▶ **YOUR OBJECTIVE**: Pictures do not belong in the output. Reproduce exactly the lines from the start of the records through the line with "the green grass".

▶ **DATASET EXCERPTS**:

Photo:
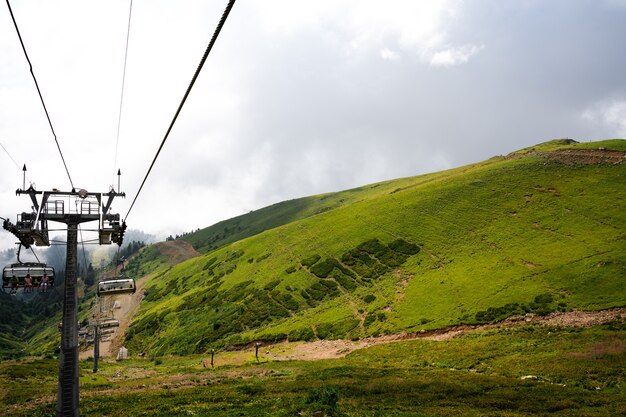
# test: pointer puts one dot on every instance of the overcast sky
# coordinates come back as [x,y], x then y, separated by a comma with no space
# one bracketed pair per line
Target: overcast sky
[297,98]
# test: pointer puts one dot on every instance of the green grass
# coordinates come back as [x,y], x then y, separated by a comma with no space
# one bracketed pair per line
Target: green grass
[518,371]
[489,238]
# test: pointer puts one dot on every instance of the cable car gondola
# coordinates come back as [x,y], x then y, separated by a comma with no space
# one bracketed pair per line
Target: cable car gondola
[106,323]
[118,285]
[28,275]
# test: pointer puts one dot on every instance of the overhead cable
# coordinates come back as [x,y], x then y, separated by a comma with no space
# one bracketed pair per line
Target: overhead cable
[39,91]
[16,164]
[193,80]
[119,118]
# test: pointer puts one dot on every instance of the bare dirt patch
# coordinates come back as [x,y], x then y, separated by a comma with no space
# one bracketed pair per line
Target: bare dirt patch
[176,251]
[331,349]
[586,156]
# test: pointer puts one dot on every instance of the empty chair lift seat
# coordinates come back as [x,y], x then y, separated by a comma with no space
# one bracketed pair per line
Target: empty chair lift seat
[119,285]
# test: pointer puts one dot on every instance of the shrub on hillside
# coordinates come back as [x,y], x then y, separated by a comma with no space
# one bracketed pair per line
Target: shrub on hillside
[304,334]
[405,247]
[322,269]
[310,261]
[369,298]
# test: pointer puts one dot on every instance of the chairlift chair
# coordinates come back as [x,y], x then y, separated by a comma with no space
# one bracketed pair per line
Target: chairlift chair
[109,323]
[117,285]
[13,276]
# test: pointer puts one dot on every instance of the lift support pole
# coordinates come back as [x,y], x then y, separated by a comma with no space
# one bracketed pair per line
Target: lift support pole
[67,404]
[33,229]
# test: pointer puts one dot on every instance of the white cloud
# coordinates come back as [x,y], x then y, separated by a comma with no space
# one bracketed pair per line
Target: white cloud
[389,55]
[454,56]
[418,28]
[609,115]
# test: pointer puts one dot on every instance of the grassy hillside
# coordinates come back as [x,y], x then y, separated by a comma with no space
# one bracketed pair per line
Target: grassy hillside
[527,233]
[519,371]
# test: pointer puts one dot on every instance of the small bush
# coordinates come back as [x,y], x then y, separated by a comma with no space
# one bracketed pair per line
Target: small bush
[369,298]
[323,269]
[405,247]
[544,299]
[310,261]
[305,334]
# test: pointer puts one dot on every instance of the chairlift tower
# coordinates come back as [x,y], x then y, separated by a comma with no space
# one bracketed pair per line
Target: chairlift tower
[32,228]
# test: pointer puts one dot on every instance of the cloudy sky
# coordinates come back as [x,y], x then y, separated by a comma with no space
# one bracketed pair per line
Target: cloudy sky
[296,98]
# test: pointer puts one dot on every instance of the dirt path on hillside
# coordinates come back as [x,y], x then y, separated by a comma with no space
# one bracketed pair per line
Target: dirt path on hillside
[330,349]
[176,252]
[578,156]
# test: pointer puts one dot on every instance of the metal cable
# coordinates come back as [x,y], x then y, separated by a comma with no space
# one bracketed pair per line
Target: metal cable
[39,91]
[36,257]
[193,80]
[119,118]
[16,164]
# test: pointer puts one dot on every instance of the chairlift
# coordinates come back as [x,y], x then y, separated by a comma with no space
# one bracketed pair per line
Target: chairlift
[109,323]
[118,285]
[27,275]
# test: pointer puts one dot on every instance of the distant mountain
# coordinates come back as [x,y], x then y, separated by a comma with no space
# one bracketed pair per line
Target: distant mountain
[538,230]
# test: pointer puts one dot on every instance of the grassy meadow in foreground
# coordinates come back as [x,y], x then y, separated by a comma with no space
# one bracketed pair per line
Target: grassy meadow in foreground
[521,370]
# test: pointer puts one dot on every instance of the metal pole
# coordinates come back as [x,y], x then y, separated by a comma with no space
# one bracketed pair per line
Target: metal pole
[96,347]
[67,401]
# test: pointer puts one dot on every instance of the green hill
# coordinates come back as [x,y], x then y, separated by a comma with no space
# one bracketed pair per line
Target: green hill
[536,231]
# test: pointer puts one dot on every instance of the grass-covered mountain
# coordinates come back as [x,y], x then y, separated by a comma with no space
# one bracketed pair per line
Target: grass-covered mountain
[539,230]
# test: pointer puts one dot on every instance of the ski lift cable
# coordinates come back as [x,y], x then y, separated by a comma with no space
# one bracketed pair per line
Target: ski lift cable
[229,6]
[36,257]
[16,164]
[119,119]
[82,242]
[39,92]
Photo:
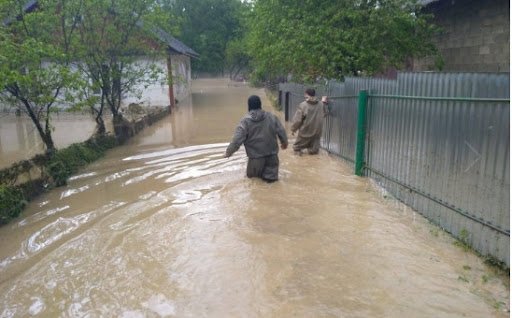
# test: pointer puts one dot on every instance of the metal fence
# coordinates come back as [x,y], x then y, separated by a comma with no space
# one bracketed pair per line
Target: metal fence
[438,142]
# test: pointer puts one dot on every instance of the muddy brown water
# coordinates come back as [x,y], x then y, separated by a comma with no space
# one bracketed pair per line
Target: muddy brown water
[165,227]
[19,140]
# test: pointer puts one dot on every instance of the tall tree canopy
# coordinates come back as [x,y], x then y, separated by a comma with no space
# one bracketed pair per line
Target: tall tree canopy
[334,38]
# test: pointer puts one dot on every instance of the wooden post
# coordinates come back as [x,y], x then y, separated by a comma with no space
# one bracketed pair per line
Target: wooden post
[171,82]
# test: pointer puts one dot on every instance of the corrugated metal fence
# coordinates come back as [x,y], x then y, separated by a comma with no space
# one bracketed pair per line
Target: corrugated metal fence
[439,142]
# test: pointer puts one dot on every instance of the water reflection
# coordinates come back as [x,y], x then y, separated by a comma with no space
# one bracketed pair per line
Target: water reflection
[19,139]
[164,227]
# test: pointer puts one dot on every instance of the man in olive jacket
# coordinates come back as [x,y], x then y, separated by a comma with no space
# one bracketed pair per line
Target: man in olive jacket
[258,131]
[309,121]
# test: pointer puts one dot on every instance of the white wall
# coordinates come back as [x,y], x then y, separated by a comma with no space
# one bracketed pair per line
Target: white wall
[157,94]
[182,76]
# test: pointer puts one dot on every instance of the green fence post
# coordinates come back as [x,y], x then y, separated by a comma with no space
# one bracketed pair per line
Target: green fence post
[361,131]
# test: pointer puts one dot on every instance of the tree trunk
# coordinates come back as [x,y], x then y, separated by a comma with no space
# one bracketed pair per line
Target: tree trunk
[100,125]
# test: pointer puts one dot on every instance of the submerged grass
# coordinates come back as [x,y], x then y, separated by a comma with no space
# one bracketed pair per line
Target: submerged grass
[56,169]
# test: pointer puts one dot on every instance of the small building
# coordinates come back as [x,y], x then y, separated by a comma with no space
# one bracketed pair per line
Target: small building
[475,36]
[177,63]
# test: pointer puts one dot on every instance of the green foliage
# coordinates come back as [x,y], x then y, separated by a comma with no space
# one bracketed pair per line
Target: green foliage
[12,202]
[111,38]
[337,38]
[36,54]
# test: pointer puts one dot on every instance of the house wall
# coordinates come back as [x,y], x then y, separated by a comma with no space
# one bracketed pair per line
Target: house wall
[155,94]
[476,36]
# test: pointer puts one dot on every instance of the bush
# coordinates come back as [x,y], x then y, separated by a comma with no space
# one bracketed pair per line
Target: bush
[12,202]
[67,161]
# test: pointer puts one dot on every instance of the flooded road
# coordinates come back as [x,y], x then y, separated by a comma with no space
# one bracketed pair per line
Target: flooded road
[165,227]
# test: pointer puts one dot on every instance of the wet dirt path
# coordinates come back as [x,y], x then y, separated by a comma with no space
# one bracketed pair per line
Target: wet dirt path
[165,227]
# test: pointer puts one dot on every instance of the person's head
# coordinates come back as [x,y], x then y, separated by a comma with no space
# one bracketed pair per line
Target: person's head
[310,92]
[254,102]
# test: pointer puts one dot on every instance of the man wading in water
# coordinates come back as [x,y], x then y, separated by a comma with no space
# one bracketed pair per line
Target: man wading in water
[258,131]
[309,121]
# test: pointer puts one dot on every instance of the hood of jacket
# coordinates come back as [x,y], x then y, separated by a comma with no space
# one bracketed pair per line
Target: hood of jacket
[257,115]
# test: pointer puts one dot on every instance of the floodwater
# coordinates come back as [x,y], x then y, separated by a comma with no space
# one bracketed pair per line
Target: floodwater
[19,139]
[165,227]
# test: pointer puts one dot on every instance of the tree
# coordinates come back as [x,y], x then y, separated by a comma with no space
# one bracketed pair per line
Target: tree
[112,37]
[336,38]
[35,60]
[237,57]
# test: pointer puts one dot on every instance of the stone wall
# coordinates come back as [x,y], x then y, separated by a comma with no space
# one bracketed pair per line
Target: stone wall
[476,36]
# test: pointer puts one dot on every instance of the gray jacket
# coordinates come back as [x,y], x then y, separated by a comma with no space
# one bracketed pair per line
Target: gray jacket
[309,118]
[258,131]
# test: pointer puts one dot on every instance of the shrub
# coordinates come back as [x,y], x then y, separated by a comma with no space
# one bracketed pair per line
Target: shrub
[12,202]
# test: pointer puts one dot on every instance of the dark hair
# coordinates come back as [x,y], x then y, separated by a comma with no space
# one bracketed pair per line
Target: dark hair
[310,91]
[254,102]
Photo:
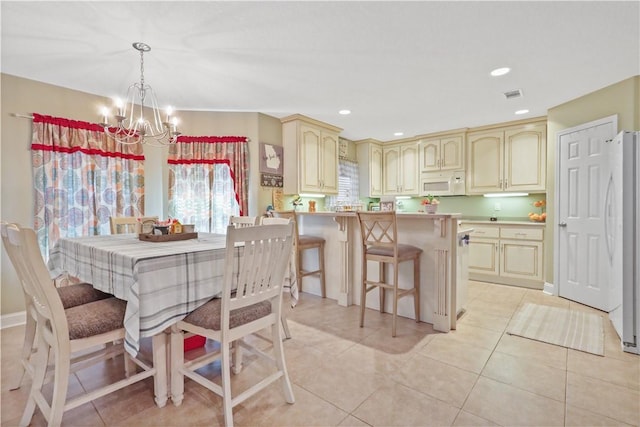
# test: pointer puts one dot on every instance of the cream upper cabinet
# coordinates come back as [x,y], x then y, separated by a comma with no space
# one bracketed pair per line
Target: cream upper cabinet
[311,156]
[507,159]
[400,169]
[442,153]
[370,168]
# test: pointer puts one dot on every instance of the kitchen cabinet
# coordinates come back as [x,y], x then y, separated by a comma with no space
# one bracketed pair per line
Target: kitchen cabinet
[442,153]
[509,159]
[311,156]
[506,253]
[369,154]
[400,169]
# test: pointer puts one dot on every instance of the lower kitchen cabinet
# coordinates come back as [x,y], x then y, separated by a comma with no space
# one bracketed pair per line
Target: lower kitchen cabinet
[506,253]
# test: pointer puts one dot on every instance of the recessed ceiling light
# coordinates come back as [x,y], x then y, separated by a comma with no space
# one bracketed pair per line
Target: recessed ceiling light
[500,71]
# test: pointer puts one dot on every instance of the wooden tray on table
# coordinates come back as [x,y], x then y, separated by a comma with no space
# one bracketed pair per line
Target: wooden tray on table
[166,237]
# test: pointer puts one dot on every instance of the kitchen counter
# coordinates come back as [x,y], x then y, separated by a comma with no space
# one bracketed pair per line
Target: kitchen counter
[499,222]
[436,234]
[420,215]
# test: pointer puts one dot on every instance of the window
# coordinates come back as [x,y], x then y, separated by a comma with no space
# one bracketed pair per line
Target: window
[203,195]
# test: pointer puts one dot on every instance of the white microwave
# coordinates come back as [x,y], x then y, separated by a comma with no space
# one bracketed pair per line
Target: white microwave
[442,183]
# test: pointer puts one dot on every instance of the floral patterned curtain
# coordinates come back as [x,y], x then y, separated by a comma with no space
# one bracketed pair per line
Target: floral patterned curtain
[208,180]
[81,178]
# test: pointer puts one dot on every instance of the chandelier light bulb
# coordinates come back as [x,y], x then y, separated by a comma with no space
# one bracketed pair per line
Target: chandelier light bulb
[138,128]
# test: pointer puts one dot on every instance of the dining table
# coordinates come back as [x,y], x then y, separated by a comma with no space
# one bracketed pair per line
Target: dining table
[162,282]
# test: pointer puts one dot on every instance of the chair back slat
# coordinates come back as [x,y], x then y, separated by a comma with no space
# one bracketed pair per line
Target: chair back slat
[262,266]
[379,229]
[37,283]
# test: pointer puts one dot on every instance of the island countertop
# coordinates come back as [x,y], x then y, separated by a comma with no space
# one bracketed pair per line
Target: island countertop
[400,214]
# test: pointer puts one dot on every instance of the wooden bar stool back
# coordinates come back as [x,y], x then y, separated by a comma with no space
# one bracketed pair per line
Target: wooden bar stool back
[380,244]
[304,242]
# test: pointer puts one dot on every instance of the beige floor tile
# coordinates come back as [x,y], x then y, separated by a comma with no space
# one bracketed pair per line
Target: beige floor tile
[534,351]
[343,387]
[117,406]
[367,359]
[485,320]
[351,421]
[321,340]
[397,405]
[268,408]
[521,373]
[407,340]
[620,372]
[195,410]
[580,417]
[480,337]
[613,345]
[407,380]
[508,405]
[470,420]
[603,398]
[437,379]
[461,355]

▶ **RESULT**:
Photo:
# test: pointer puts one dot on every instance of the overcast sky
# coordinates come back as [x,y], x then y, separated by a comma with no space
# one bracketed pair per line
Target: overcast sky
[297,98]
# test: pointer puts one dot on every instance of the green grass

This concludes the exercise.